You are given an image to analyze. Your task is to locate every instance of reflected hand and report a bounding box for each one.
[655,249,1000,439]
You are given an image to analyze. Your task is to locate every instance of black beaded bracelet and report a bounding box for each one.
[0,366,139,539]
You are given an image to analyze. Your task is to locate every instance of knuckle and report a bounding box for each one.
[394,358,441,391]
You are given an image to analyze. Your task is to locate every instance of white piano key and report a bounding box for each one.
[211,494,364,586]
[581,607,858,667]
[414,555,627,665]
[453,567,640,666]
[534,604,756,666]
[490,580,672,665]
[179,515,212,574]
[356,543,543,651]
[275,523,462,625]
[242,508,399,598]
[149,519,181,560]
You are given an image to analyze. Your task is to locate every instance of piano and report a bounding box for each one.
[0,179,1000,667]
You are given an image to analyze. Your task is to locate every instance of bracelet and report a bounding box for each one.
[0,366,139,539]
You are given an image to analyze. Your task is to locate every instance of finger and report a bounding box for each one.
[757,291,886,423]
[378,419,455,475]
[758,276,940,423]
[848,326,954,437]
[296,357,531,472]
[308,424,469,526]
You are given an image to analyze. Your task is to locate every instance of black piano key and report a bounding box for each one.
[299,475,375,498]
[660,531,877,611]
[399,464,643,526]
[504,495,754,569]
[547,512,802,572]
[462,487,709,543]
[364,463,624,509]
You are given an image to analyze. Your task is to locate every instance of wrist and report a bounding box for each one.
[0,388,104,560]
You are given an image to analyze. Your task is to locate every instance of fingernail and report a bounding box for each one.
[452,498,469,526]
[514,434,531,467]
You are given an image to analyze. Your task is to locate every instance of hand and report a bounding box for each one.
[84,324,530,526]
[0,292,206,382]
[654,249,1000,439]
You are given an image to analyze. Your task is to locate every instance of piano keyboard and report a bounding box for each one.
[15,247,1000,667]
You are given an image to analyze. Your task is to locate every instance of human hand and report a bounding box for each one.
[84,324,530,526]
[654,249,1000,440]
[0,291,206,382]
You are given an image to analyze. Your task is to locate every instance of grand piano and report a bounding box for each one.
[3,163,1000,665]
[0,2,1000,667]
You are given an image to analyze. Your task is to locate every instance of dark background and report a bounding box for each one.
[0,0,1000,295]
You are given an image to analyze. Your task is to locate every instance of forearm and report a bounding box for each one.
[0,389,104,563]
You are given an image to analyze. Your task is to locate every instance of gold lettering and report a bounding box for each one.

◆ YOUR TASK
Extract every line from the one with "instance of grand" down to the final line above, both included, exactly as written.

◆ FINISHED EXERCISE
You are given an image to analyze. Your task is to locate every instance of grand piano and report a bounding box for each one.
[3,163,1000,665]
[0,2,1000,667]
You are given an image to analyze. Your task is to locate every instance of dark background and report a bounding box for each one.
[0,0,1000,295]
You are given an image to analyze. Your task is to locate every instance of forearm and report a bounding box for each one.
[0,389,104,563]
You are given an image to analyze. Your task is to locate every instance of gold lettering and report a bounding box for each one.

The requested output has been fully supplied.